CONSIGNE DONNÉE: Transcrivez à l'identique toutes les lignes des enregistrements ci-dessous, en laissant les images de côté.

[Exemples d'étiquetage par points]

>>>

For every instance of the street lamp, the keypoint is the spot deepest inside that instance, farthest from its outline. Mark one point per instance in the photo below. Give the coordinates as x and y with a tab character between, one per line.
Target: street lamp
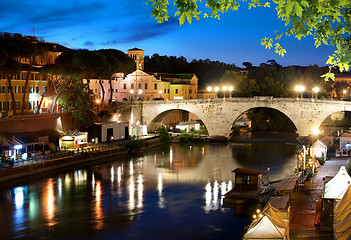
298	89
131	95
231	88
209	90
315	90
216	90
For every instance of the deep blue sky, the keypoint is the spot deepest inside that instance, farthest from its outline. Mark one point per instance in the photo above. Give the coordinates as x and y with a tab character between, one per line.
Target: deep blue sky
125	24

<<<

TÂCHE ACCOMPLIE:
For every instance of the street lamp, the keypoint is the spot deepest inside that instance, farthest from its outline. Mark one point per instance in the photo below. Give the coordinates as x and y with a tab character between, one per line.
Target: street lamp
298	89
131	95
231	88
209	90
315	90
216	90
For every instance of the deep blue sky, the keypoint is the spot deepest inside that instance, farthest from its outline. Mark one point per instance in the photo above. Give the coordinates as x and y with a tab character between, one per line.
Target: deep blue sky
125	24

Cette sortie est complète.